▶ **OBJETIVO DEL EJERCICIO**: Dispón todas las líneas del material en una tabla Markdown, con el número de fila en la columna «Número» y el texto de cada línea en la columna «Línea del material». Omite las líneas en blanco.

▶ **DATOS PROPORCIONADOS**:
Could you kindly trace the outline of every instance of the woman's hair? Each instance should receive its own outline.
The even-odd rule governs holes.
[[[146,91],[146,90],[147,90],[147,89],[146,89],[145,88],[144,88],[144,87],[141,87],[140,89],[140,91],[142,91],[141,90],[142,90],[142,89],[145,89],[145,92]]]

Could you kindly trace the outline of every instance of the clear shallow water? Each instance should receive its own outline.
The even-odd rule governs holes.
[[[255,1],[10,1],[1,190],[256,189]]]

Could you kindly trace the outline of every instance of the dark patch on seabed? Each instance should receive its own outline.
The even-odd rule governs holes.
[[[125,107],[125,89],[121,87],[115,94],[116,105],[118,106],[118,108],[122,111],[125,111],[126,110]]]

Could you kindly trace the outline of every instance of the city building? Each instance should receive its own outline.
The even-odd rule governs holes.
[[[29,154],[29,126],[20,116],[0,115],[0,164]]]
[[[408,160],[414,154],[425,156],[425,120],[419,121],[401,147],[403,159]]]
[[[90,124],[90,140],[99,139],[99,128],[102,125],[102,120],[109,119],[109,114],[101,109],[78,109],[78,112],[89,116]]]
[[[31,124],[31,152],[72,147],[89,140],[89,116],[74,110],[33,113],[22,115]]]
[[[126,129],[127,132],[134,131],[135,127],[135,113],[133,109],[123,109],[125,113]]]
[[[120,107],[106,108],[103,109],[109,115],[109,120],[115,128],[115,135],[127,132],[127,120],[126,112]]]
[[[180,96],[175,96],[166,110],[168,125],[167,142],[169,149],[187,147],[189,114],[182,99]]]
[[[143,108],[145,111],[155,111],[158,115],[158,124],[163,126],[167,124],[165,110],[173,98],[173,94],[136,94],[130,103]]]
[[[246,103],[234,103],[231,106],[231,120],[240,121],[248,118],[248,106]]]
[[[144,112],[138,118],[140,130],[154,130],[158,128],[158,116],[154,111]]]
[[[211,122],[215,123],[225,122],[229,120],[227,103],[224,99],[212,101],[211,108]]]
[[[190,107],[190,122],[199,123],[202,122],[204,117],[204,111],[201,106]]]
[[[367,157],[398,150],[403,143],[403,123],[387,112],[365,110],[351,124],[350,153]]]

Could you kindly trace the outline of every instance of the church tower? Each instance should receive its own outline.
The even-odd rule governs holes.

▶ **RESPUESTA AL EJERCICIO**:
| Número | Línea del material |
|---|---|
| 1 | Could you kindly trace the outline of every instance of the woman's hair? Each instance should receive its own outline. |
| 2 | The even-odd rule governs holes. |
| 3 | [[[146,91],[146,90],[147,90],[147,89],[146,89],[145,88],[144,88],[144,87],[141,87],[140,89],[140,91],[142,91],[141,90],[142,90],[142,89],[145,89],[145,92]]] |
| 4 | Could you kindly trace the outline of every instance of the clear shallow water? Each instance should receive its own outline. |
| 5 | The even-odd rule governs holes. |
| 6 | [[[255,1],[10,1],[1,190],[256,189]]] |
| 7 | Could you kindly trace the outline of every instance of the dark patch on seabed? Each instance should receive its own outline. |
| 8 | The even-odd rule governs holes. |
| 9 | [[[125,107],[125,89],[121,87],[115,94],[116,105],[118,106],[118,108],[122,111],[125,111],[126,110]]] |
| 10 | Could you kindly trace the outline of every instance of the city building? Each instance should receive its own outline. |
| 11 | The even-odd rule governs holes. |
| 12 | [[[29,154],[29,126],[20,116],[0,115],[0,164]]] |
| 13 | [[[408,160],[414,154],[425,156],[425,120],[419,121],[401,147],[403,159]]] |
| 14 | [[[90,124],[90,140],[99,139],[99,128],[102,125],[102,120],[109,119],[109,114],[101,109],[78,109],[78,112],[89,116]]] |
| 15 | [[[31,124],[31,152],[72,147],[89,140],[89,116],[74,110],[33,113],[22,115]]] |
| 16 | [[[126,129],[127,132],[134,131],[135,127],[135,113],[133,109],[123,109],[125,113]]] |
| 17 | [[[120,107],[106,108],[103,109],[109,115],[109,120],[115,128],[115,135],[127,132],[127,120],[126,112]]] |
| 18 | [[[180,96],[175,96],[166,110],[168,125],[167,142],[169,149],[187,147],[189,114],[182,99]]] |
| 19 | [[[143,108],[145,111],[155,111],[158,115],[158,124],[163,126],[167,124],[165,110],[173,98],[173,94],[136,94],[130,103]]] |
| 20 | [[[246,103],[234,103],[231,106],[231,120],[240,121],[248,118],[248,106]]] |
| 21 | [[[144,112],[138,118],[140,130],[154,130],[158,128],[158,116],[154,111]]] |
| 22 | [[[211,122],[215,123],[225,122],[229,120],[227,103],[224,99],[212,101],[211,108]]] |
| 23 | [[[190,107],[190,122],[199,123],[202,122],[204,117],[204,111],[201,106]]] |
| 24 | [[[367,157],[398,150],[403,143],[403,123],[387,112],[365,110],[351,124],[350,153]]] |
| 25 | Could you kindly trace the outline of every instance of the church tower? Each instance should receive its own outline. |
| 26 | The even-odd rule governs holes. |